D.       Relevant legal principles

  1. The principles are not in dispute.

  1. Rule 9.06(b) of the Rules provides:

9.06   Addition, removal, substitution of party

At any stage of a proceeding the Court may order that—

(b)any of the following persons be added as a party, namely—

(i) that person ought to have been joined as a party or if that person’s presence before the Court is necessary to ensure that all questions in the proceeding are effectually and completely determined and adjudicated upon; or

(ii)there may exist between that person and any party to the proceeding a common question arising out of, or relating to, or connected with, any claim in the proceeding which it is just and convenient to determine as between the person and the parties to the proceeding.

  1. Rule 9.02 provides:

9.02 Permissive joinder of parties

Two or more persons may be joined as defendants to a proceeding:

(a)where-

(i)if separate proceedings were brought by or against each of them, some common question of law or fact would arise in all the proceedings; and

(ii)all rights to relief claimed in the proceeding (whether they are joint, several or alternative) are in respect of or arise out of the same transaction or series of transactions; or

(b)where the Court, before or after the joinder, gives leave to do so.

  1. A person who might be adversely affected by an order that is sought is a proper party to be joined.[38]

    [38]Edge, in the matter of Eco Panels Australasia Pty Ltd (in liq) [2007] FCA 30 [12].

  1. Rule 9.02 should be construed liberally so as to permit joinder of parties whenever reasonably practical.[39]

    [39]Payne v Young (1980) 145 CLR 609, 611 (Aickin J).

## Collected material
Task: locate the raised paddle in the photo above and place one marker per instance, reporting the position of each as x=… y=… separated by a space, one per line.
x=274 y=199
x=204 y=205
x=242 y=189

## Instructions to follow
According to the section on relevant legal principles, how should Rule 9.02 be construed?

## Exercise result
Liberally, so as to permit joinder of parties whenever reasonably practical.